Photo object pointing records:
######
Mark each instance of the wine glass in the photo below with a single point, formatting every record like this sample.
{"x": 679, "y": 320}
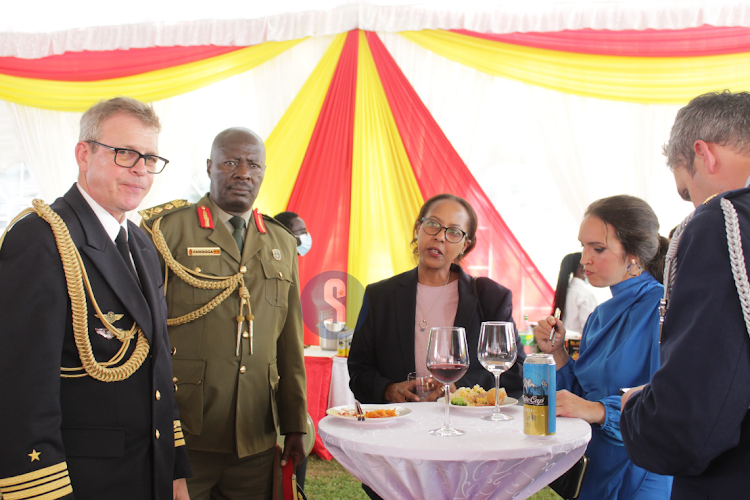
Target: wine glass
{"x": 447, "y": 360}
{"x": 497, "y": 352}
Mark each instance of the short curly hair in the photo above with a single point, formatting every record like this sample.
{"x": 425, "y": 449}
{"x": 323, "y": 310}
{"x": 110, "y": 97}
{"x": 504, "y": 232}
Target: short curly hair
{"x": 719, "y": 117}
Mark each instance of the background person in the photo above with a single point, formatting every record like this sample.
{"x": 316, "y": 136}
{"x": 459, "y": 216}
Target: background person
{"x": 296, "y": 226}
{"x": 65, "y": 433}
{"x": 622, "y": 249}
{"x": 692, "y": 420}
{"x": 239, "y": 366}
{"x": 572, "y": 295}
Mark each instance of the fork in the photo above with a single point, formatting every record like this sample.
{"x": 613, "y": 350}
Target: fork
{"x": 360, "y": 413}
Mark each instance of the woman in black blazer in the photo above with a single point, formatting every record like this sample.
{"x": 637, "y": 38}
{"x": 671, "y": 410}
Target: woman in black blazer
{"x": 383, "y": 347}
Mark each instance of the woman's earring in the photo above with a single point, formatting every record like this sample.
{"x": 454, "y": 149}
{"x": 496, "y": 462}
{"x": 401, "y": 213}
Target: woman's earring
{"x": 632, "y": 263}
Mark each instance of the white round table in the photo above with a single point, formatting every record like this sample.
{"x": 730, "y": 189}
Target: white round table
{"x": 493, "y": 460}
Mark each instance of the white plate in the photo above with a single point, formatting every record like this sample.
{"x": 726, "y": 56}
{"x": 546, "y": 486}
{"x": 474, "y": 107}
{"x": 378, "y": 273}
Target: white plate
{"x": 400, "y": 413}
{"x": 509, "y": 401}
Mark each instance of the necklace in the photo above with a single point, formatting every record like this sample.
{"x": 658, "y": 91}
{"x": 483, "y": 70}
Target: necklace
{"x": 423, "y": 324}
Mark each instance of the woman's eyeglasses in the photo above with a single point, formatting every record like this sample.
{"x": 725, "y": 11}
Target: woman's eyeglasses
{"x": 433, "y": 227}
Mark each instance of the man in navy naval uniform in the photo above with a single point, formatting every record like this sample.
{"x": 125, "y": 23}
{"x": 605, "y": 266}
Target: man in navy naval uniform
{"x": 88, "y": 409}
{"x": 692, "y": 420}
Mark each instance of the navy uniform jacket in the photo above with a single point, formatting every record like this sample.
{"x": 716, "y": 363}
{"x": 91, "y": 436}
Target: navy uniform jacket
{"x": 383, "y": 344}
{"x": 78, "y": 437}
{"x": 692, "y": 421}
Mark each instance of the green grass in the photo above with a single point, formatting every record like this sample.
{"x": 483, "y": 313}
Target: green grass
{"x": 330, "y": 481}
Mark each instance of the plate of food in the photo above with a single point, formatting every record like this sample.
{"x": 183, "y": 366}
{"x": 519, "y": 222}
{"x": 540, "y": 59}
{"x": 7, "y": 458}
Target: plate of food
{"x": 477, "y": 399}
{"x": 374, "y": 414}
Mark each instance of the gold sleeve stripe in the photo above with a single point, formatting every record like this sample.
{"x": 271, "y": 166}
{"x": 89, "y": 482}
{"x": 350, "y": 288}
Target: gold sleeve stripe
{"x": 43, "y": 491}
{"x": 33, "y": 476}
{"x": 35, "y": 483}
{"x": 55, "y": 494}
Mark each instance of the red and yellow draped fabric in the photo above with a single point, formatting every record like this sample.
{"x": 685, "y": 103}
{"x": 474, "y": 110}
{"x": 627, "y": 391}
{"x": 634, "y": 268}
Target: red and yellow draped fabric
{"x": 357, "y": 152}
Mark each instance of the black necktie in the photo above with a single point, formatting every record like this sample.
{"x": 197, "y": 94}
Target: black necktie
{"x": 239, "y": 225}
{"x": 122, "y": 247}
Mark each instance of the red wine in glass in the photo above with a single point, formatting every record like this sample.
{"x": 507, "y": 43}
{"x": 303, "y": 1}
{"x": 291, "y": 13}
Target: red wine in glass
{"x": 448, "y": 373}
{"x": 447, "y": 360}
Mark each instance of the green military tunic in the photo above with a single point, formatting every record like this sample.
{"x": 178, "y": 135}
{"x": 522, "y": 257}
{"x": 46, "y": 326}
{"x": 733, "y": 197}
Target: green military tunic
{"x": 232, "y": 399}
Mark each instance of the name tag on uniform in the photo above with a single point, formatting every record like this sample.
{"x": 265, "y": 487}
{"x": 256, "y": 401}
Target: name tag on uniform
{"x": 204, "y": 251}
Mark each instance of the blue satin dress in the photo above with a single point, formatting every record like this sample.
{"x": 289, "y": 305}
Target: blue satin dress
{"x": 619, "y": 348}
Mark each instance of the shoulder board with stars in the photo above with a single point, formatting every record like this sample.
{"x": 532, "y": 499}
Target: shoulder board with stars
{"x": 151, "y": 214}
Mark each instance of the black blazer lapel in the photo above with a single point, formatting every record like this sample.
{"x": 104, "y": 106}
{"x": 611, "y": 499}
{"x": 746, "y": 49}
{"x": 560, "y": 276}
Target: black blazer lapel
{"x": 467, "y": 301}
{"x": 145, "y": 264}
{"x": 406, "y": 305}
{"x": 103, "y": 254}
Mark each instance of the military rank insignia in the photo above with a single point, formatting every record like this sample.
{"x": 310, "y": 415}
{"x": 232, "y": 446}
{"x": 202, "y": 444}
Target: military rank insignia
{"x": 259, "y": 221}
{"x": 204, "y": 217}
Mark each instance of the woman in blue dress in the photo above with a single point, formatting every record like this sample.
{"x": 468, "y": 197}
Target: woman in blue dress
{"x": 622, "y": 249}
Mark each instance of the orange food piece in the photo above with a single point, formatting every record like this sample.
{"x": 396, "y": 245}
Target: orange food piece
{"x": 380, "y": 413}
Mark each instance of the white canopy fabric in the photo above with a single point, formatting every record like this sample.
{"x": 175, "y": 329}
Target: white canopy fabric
######
* **WHAT YOU ARE ASKED TO DO**:
Reproduce the material word for word, minus the images.

* **RESULT OF THIS EXERCISE**:
Mark each instance of the wine glass in the photo below with a single point, formatting every record like this sample.
{"x": 679, "y": 320}
Target: wine glass
{"x": 447, "y": 360}
{"x": 497, "y": 352}
Mark each instance of the short curly hair in the photo above with a single point, formatting every record like this sample.
{"x": 425, "y": 449}
{"x": 323, "y": 310}
{"x": 110, "y": 97}
{"x": 504, "y": 232}
Target: short curly hair
{"x": 719, "y": 117}
Mark each instance of the background person in the photo above with a single point, formatting every record like this sample.
{"x": 316, "y": 136}
{"x": 459, "y": 216}
Target: background person
{"x": 296, "y": 226}
{"x": 65, "y": 433}
{"x": 622, "y": 249}
{"x": 692, "y": 420}
{"x": 239, "y": 366}
{"x": 572, "y": 295}
Mark each instance of the fork in the photo above with a single point, formatting every record like this sample.
{"x": 613, "y": 350}
Target: fork
{"x": 360, "y": 413}
Mark each instance of the woman in black blazer in the photo above with a single point, formatting every record like this sample.
{"x": 637, "y": 38}
{"x": 671, "y": 410}
Target: woman in black blazer
{"x": 383, "y": 347}
Mark each instance of the woman's earring in the photo above with a single point, formatting every record like this sample.
{"x": 454, "y": 149}
{"x": 496, "y": 462}
{"x": 401, "y": 213}
Target: woman's earring
{"x": 632, "y": 263}
Mark each instance of the white round table in the photo above with a single point, formatting every record like this sample.
{"x": 730, "y": 189}
Target: white round table
{"x": 493, "y": 460}
Mark each instance of the white plate in the photo above with a single point, formatting every record like this sample.
{"x": 726, "y": 56}
{"x": 546, "y": 486}
{"x": 474, "y": 107}
{"x": 378, "y": 273}
Target: white plate
{"x": 400, "y": 413}
{"x": 509, "y": 401}
Mark each instance of the necklace in the photo above with a single point, formatting every record like this sample.
{"x": 658, "y": 91}
{"x": 483, "y": 70}
Target: necklace
{"x": 423, "y": 324}
Mark each instance of the woman's eyeglasses in the photo above with a single point, formatting every record like this sample.
{"x": 725, "y": 11}
Target: woman's eyeglasses
{"x": 433, "y": 227}
Mark each instance of the man in navy naval uniform in the photo above with a single point, formatting every record like this sample.
{"x": 125, "y": 23}
{"x": 605, "y": 266}
Target: man in navy naval uniform
{"x": 88, "y": 409}
{"x": 692, "y": 420}
Mark each instance of the navy uniform jacket in the photo above with a single point, formatting every record like this sample.
{"x": 716, "y": 363}
{"x": 91, "y": 436}
Target: navy uniform jacket
{"x": 383, "y": 344}
{"x": 78, "y": 437}
{"x": 692, "y": 421}
Mark each instance of the green grass in the photo above with a single point, formatting every record like this sample.
{"x": 483, "y": 313}
Target: green grass
{"x": 330, "y": 481}
Mark each instance of the plate of food in the photo above with a single point, formatting every record like this sample.
{"x": 183, "y": 366}
{"x": 519, "y": 222}
{"x": 540, "y": 59}
{"x": 7, "y": 458}
Target: plate of food
{"x": 477, "y": 399}
{"x": 374, "y": 414}
Mark each instance of the gold sleeve stripe in the photo above with a single point, formatting every record like this sample.
{"x": 271, "y": 166}
{"x": 89, "y": 482}
{"x": 350, "y": 288}
Target: gold sleeve stripe
{"x": 43, "y": 491}
{"x": 33, "y": 476}
{"x": 35, "y": 483}
{"x": 55, "y": 494}
Mark each instance of the red and yellow draped fabric in the photo above with a single point, formatting every record like this sample.
{"x": 685, "y": 103}
{"x": 474, "y": 110}
{"x": 627, "y": 391}
{"x": 634, "y": 268}
Target: red and yellow draped fabric
{"x": 357, "y": 152}
Mark each instance of the black necktie in the photo above with a single point, formatting every record like this sample.
{"x": 197, "y": 94}
Target: black necktie
{"x": 239, "y": 225}
{"x": 122, "y": 247}
Mark each instance of the red wine in glass in the photo above with a single point, formatting every record like this sample.
{"x": 507, "y": 43}
{"x": 303, "y": 1}
{"x": 291, "y": 13}
Target: red wine in glass
{"x": 448, "y": 373}
{"x": 447, "y": 360}
Mark each instance of the green military tunic in the photo above with a single point, formatting every record like this sample.
{"x": 178, "y": 135}
{"x": 522, "y": 257}
{"x": 46, "y": 326}
{"x": 733, "y": 197}
Target: green military tunic
{"x": 232, "y": 399}
Mark each instance of the name tag on uniform in the photo above with a single point, formatting every record like this sample.
{"x": 265, "y": 487}
{"x": 256, "y": 401}
Target: name tag on uniform
{"x": 204, "y": 251}
Mark each instance of the blue satin dress in the photo above with a single point, formatting every record like this sample.
{"x": 289, "y": 305}
Target: blue satin dress
{"x": 619, "y": 348}
Mark each instance of the shoulder board with stars in the photo above with a single point, formatting every record like this sample.
{"x": 532, "y": 499}
Target: shoulder board with stars
{"x": 151, "y": 214}
Mark each instance of the black blazer lapel in the photo above with a single point, formatting every record like this sample.
{"x": 104, "y": 106}
{"x": 611, "y": 499}
{"x": 746, "y": 49}
{"x": 560, "y": 276}
Target: black blazer lapel
{"x": 467, "y": 301}
{"x": 145, "y": 264}
{"x": 406, "y": 305}
{"x": 103, "y": 254}
Mark each instance of the military rank insignia in the photo above with a single point, formatting every record like this sample.
{"x": 310, "y": 415}
{"x": 232, "y": 446}
{"x": 202, "y": 444}
Target: military rank insignia
{"x": 259, "y": 221}
{"x": 204, "y": 217}
Mark each instance of the woman in blue dress in the photo above with a single point, formatting every record like this sample.
{"x": 468, "y": 197}
Target: woman in blue dress
{"x": 622, "y": 249}
Mark each instance of the orange food piece in the photo above with a single point, formatting every record like this sample.
{"x": 396, "y": 245}
Target: orange food piece
{"x": 380, "y": 413}
Mark each instance of the white canopy fabric in the photo above with a single point, formatting every record like this sample.
{"x": 175, "y": 329}
Target: white canopy fabric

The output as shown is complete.